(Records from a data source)
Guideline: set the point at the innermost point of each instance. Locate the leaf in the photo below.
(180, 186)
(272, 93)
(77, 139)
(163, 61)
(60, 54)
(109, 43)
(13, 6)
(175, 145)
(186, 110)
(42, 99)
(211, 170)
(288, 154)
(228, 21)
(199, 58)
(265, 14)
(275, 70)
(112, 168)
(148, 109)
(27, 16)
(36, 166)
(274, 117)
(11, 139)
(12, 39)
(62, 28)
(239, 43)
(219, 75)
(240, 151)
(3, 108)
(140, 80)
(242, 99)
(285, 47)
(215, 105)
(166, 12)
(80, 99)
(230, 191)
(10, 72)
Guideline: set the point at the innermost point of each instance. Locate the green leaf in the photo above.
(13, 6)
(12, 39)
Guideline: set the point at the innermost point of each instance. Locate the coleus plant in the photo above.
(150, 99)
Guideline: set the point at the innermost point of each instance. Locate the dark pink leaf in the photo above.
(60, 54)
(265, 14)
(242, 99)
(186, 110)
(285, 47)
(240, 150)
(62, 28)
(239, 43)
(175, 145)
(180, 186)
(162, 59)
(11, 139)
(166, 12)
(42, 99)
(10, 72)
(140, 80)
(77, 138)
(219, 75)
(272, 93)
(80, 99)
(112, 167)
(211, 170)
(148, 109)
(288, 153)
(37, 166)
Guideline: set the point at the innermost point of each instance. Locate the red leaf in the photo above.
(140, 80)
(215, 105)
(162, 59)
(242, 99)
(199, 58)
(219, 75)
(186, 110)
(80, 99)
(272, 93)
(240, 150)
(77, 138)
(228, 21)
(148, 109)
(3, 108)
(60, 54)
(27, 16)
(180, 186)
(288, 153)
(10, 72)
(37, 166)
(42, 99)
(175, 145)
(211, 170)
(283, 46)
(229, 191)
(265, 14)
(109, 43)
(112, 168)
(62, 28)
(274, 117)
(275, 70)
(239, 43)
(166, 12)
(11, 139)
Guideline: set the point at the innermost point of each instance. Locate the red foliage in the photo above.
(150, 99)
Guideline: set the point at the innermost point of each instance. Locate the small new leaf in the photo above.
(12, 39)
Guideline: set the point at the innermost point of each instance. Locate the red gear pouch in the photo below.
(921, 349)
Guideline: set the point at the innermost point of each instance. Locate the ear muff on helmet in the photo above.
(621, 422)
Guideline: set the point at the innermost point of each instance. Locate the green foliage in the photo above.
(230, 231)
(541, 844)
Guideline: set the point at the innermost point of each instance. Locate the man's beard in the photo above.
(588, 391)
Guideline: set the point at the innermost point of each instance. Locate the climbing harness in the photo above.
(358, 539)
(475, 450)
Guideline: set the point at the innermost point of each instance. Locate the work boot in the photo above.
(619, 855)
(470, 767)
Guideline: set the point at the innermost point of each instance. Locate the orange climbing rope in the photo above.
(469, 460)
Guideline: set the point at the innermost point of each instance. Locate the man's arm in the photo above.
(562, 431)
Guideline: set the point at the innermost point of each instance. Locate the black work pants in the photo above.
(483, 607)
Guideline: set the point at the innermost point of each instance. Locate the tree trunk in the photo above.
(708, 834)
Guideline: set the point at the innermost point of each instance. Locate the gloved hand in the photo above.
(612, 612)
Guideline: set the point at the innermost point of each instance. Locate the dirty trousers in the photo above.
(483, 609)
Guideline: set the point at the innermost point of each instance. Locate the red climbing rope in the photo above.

# WHAT TO DO:
Restate all of the entries above precisely.

# EXERCISE RESPONSE:
Guideline: set the point at the innermost point of each instance. Locate the leaf in the photo below.
(180, 186)
(272, 93)
(77, 139)
(163, 61)
(60, 54)
(109, 43)
(13, 6)
(175, 145)
(186, 110)
(42, 99)
(211, 170)
(288, 154)
(228, 21)
(199, 58)
(265, 14)
(275, 70)
(112, 168)
(148, 109)
(27, 16)
(36, 166)
(274, 117)
(11, 139)
(12, 39)
(62, 28)
(239, 43)
(219, 75)
(240, 151)
(3, 108)
(140, 80)
(242, 99)
(285, 47)
(215, 105)
(166, 12)
(80, 99)
(230, 191)
(10, 72)
Guideline: set the point at the innermost point of each instance. Locate the green leaf in the photo above.
(13, 6)
(12, 39)
Guideline: set the point at the innermost point of each instance. Locate the coleus plant in the photo above.
(150, 99)
Guideline: set the point at the innermost point of each instance. Locate the dark pink leaf in the photo above.
(60, 54)
(265, 14)
(242, 99)
(186, 110)
(285, 47)
(240, 150)
(62, 28)
(239, 43)
(175, 145)
(180, 186)
(162, 59)
(11, 139)
(166, 12)
(42, 99)
(10, 72)
(140, 80)
(77, 138)
(219, 75)
(272, 93)
(80, 99)
(112, 167)
(211, 170)
(148, 109)
(288, 153)
(37, 166)
Guideline: set the point at the innermost point of each instance. Locate the red leaf in the photo above.
(140, 80)
(215, 105)
(162, 59)
(242, 99)
(199, 58)
(219, 75)
(186, 110)
(80, 99)
(272, 93)
(240, 150)
(77, 138)
(228, 21)
(148, 109)
(3, 108)
(60, 54)
(27, 16)
(180, 186)
(288, 153)
(10, 72)
(37, 166)
(42, 99)
(175, 145)
(211, 170)
(283, 46)
(229, 191)
(265, 14)
(109, 43)
(112, 168)
(62, 28)
(274, 117)
(275, 70)
(239, 43)
(166, 12)
(11, 139)
Guideline: set the point at the innermost point of each instance. Locate the red foliage in the photo above.
(150, 99)
Guideline: set the point at the innermost point of each instance. Locate the small new leaf in the photo above.
(12, 39)
Guideline: set the point at the innermost point of each instance. Locate the red gear pouch in the photo below.
(921, 349)
Guideline: set the point at the innermost point of each instance. Locate the ear muff on helmet in the photo above.
(621, 422)
Guideline: set the point at the innermost point of each instance. Locate the green foliage in the photo above.
(230, 231)
(541, 844)
Guideline: set the point at the innermost point of each instance. Locate the man's beard in the photo above.
(588, 391)
Guideline: set the point at the innermost point of each instance. Locate the climbing harness in the photo above.
(358, 539)
(475, 450)
Guideline: set the point at the innermost point of each instance. Locate the work boot in the photo above.
(619, 855)
(470, 767)
Guideline: set the point at the innermost point of each instance. Locate the orange climbing rope in the photo above.
(469, 460)
Guideline: set the point at the innermost point of each instance. Locate the man's arm in the photo above.
(562, 431)
Guideline: set the point at the innermost point of each instance. Locate the black work pants in the photo above.
(483, 607)
Guideline: set the point at the innermost point of each instance. Locate the tree trunk in the photo above.
(708, 834)
Guideline: set the point at the innermost point of each instance. Locate the gloved hand in the photo above.
(612, 612)
Guideline: set the point at the innermost point of each instance. Locate the dirty trousers in the photo above.
(483, 609)
Guideline: set the point at the innermost point of each instance. Locate the red climbing rope in the photo above.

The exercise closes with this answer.